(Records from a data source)
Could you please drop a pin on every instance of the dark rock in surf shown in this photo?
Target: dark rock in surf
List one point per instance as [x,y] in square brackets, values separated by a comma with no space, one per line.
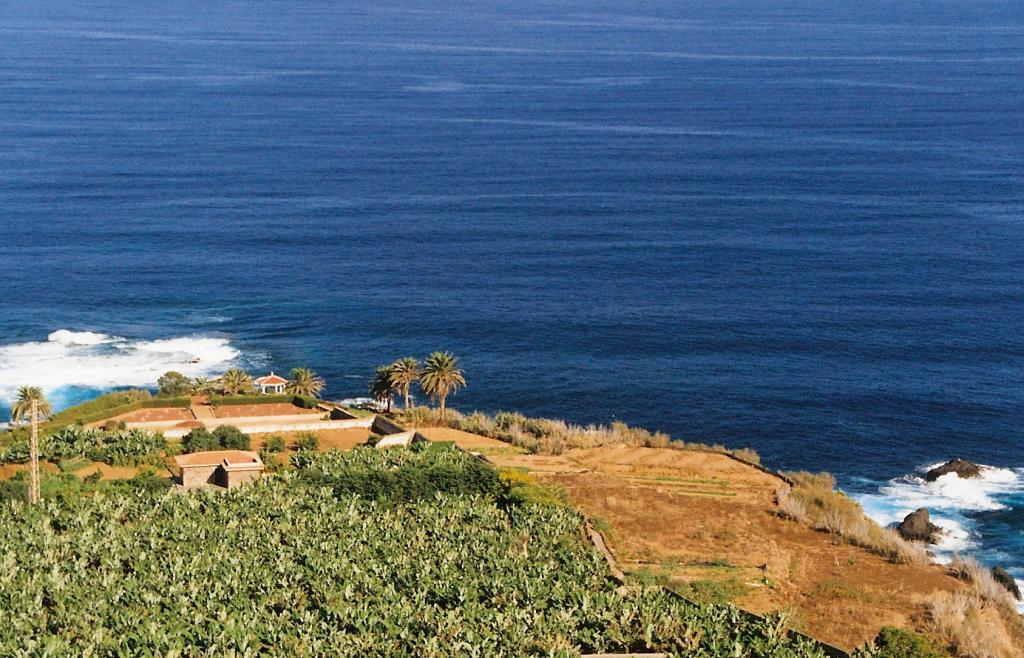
[962,468]
[919,527]
[1007,581]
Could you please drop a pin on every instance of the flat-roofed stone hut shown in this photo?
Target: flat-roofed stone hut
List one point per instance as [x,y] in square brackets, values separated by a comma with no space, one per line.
[227,469]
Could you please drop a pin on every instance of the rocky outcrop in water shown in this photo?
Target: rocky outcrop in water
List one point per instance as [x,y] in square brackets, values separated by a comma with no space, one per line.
[962,468]
[1007,581]
[918,526]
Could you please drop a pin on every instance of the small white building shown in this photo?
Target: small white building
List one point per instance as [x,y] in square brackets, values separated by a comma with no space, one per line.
[270,385]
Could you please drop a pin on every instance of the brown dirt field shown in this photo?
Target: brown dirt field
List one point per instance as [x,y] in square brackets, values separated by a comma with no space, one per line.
[154,415]
[702,517]
[465,440]
[108,472]
[253,410]
[7,471]
[341,439]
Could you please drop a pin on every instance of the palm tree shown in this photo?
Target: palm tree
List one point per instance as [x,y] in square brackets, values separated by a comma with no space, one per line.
[381,388]
[441,377]
[236,382]
[404,373]
[33,403]
[304,382]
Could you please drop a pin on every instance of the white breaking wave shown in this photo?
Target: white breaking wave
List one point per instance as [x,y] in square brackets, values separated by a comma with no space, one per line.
[91,360]
[949,500]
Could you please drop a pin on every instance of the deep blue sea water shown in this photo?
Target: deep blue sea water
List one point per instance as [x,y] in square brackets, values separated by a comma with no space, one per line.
[793,225]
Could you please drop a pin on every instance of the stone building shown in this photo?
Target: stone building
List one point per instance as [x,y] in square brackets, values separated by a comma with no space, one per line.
[227,469]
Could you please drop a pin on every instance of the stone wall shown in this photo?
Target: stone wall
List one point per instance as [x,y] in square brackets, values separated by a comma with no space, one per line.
[197,476]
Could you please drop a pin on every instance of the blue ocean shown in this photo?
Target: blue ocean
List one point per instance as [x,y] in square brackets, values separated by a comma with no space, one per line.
[794,225]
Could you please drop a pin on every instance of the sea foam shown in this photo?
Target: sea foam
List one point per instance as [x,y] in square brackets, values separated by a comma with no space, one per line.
[96,361]
[951,500]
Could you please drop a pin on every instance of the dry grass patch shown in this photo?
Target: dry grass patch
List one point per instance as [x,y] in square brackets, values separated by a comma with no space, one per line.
[972,627]
[813,499]
[981,579]
[550,436]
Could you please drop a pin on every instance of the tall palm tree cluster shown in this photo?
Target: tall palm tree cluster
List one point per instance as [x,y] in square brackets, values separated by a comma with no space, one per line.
[33,404]
[438,377]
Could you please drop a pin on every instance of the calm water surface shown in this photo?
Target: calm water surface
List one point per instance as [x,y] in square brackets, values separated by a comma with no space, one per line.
[791,225]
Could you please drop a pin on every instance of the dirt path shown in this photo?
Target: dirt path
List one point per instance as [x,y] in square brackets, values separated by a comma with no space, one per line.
[707,525]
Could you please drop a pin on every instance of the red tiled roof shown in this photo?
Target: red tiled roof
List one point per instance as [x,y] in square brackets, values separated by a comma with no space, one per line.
[226,458]
[270,380]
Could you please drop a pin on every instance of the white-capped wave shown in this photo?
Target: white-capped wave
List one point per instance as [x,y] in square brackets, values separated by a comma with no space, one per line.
[92,360]
[951,501]
[67,337]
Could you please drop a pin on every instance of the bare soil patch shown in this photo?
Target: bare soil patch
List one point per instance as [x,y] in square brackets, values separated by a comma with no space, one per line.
[341,439]
[695,518]
[160,414]
[7,471]
[108,472]
[253,410]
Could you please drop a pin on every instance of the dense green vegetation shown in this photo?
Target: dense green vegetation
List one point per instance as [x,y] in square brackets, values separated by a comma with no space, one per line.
[291,567]
[225,437]
[120,447]
[64,487]
[305,401]
[97,409]
[399,474]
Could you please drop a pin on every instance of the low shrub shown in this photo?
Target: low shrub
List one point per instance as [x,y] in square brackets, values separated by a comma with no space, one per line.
[122,447]
[981,579]
[308,441]
[963,620]
[255,398]
[520,488]
[550,436]
[897,643]
[814,499]
[273,444]
[231,438]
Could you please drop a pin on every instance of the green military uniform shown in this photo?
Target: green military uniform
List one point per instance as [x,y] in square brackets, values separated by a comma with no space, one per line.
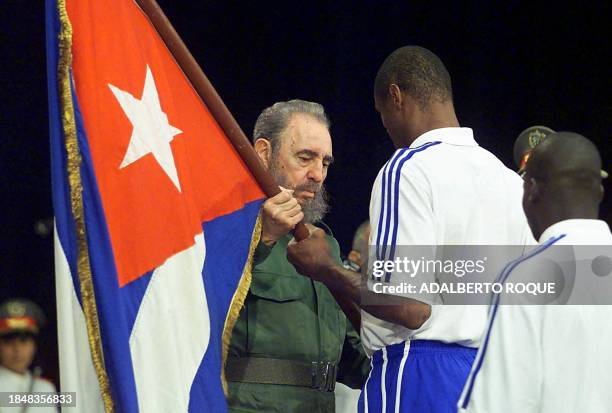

§ **What you are asked to do**
Please write out the lines above exactly, from the one that contains "Target: red tiled roof" through the final line, and include none of the pictures.

§ **Result of the exercise**
Target: red tiled roof
List one point per instance as [x,y] in square brackets, values separated by a comma with no space, one per line.
[226,458]
[270,380]
Could you please drop a pin on every instance of the white-capped wave shown in this photo?
Target: white-capped wave
List one point per instance as [x,y] in square brackets, values separated by a comma with no space, one per line.
[92,360]
[951,501]
[67,337]
Could you please drop a pin on every instance of the bare soil patch shown in this photo?
Target: bare soil patch
List one point per instance as [x,y] in square brackets, values separated by a comma with no space, one per line.
[341,439]
[695,518]
[160,414]
[7,471]
[108,472]
[253,410]
Could you please drop a pin on every instance of the dense green vegetation shown in this photo?
Target: dense green vegetation
List one point per instance as [x,y] in square brackets, values separated by a comma with no space, one per line.
[291,567]
[225,437]
[120,447]
[64,487]
[305,401]
[97,409]
[399,474]
Could you please drop a pin on every instance of the low shrub shown in this photo?
Target: low shrub
List one point per instance as [x,y] in square brackets, values separated by a comma with no space, one per line.
[122,447]
[981,579]
[308,441]
[963,620]
[255,398]
[520,488]
[550,436]
[897,643]
[814,499]
[273,444]
[231,438]
Could you please drop a pin on every instance of the green military uniform shown in this photo?
Target: green military uniform
List one point per instance as [x,y] in square brackets, values separated by a comma with no space, one per line.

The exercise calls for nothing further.